YOUR INSTRUCTIONS - Your response should be the lines from the one holding "Question. Indicate one point on each instance of the stone" to the last line of the data below, copied exactly and with no additions.

MATERIAL SHOWN -

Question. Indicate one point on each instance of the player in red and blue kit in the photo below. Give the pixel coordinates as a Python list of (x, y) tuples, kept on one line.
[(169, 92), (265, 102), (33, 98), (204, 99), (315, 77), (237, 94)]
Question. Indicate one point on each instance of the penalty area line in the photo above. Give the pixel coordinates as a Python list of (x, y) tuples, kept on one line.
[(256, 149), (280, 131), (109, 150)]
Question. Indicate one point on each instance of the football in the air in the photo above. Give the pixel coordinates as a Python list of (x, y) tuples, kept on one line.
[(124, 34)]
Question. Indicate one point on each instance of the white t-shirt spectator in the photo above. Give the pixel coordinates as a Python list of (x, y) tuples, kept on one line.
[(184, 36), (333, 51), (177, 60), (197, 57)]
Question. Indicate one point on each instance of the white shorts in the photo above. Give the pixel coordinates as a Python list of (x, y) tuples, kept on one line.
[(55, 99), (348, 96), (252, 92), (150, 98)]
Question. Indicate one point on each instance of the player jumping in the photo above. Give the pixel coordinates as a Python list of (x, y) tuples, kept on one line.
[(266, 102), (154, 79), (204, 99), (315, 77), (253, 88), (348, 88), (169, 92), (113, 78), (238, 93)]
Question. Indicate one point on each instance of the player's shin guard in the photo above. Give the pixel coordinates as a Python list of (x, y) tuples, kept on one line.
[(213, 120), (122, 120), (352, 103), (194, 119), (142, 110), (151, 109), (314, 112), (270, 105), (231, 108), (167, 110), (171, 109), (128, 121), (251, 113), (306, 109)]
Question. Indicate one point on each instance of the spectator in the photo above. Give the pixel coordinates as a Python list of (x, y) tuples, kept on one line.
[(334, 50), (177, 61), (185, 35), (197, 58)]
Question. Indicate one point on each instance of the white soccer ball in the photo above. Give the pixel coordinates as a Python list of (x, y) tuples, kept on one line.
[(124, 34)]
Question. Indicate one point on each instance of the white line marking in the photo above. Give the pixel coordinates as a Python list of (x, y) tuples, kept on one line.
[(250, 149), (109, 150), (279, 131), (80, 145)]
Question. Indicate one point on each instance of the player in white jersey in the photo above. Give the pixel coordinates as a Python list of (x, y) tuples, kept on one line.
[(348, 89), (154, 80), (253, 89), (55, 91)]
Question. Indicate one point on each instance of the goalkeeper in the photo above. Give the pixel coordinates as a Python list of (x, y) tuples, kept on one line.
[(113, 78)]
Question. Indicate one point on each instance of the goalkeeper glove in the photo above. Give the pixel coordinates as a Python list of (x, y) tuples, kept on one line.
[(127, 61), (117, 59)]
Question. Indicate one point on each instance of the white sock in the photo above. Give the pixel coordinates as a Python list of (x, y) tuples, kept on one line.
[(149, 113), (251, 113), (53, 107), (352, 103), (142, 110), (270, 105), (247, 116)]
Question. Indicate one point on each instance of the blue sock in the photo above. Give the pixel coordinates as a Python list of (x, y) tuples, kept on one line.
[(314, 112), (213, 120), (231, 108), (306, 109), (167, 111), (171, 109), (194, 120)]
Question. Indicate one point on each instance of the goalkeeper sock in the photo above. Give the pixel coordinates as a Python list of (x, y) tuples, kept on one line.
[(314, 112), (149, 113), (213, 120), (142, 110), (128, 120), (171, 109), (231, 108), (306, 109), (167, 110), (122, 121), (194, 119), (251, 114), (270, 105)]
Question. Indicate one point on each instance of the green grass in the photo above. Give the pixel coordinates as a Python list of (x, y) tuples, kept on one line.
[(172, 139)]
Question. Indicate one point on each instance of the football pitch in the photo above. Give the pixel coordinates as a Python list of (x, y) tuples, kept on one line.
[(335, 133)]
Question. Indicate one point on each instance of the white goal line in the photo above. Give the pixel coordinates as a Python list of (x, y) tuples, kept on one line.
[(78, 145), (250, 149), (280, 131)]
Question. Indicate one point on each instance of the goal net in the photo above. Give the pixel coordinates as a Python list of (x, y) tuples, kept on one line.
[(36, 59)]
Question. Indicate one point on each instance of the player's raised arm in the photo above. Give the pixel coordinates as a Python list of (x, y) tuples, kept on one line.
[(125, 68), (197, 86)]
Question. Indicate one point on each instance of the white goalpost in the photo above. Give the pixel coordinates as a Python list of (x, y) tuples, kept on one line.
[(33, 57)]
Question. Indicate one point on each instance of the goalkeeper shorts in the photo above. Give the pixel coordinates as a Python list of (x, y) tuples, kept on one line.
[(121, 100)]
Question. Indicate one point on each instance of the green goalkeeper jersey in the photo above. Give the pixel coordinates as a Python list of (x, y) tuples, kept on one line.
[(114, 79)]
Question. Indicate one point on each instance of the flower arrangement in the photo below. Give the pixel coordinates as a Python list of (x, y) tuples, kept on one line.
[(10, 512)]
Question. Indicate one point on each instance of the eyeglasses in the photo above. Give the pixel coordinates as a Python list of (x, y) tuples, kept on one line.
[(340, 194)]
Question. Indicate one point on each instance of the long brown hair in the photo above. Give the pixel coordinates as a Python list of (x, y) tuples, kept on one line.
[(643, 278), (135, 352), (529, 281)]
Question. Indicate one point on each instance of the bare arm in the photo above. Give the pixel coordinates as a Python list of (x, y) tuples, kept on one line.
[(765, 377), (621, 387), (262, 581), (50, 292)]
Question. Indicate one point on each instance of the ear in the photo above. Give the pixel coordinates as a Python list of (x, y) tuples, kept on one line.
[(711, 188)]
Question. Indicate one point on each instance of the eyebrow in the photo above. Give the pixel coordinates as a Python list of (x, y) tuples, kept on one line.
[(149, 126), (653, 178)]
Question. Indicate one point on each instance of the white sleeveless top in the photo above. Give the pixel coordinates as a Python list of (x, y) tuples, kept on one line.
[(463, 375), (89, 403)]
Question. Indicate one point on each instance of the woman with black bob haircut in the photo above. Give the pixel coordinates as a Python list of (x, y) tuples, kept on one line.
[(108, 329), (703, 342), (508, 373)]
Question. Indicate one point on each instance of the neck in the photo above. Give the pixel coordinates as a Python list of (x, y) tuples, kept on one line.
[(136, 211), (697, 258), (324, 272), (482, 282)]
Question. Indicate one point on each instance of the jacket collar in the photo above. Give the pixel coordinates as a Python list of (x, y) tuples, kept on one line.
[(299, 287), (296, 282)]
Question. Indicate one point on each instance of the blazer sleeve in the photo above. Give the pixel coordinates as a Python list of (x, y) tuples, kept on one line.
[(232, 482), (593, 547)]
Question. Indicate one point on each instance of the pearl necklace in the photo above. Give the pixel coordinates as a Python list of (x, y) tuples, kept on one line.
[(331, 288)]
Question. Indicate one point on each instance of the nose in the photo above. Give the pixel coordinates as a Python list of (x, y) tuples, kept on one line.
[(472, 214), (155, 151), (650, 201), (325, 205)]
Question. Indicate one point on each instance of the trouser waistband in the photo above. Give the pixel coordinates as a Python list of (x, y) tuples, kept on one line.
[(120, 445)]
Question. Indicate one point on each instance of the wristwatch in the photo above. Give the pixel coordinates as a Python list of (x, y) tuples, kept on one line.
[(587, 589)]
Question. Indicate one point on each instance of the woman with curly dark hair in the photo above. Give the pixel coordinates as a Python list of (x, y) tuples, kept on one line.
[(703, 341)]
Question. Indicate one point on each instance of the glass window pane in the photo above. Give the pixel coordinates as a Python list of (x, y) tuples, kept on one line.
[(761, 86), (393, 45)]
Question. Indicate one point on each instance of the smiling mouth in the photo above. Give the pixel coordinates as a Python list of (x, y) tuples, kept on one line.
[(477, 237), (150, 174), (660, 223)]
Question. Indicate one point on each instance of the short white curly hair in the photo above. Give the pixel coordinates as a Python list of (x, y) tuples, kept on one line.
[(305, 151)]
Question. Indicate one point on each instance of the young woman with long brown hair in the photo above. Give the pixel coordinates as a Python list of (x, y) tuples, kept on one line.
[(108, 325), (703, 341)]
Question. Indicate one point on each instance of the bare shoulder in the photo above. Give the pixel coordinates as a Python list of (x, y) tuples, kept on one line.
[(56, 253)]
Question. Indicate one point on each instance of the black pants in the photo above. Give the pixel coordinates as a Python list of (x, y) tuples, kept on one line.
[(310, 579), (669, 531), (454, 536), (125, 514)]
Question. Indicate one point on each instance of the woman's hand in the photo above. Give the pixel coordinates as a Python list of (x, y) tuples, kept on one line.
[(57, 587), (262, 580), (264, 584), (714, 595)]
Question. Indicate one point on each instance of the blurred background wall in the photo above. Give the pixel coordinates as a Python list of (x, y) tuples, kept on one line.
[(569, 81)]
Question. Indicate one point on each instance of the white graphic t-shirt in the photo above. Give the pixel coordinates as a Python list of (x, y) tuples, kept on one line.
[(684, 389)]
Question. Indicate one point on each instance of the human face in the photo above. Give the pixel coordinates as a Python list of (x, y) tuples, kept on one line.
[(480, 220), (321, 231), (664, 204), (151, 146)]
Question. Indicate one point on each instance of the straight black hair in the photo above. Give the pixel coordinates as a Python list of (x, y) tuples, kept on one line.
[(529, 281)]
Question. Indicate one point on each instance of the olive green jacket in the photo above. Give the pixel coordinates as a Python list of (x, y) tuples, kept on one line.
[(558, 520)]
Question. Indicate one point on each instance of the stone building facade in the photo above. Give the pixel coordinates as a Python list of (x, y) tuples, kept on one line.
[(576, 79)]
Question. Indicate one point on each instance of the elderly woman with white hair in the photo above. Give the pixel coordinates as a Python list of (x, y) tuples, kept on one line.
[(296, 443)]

SOLUTION FOR THIS TASK -
Question. Indicate one point on each instance of the stone building facade in the photo above. Give the pixel coordinates as a Python list of (x, y) tuples, kept on one line.
[(576, 79)]
Question. Indicate one point on each instance of the elderly woman with white hair in the photo above. Give the pixel coordinates as a Python list of (x, y) tuples, kept on one line.
[(296, 443)]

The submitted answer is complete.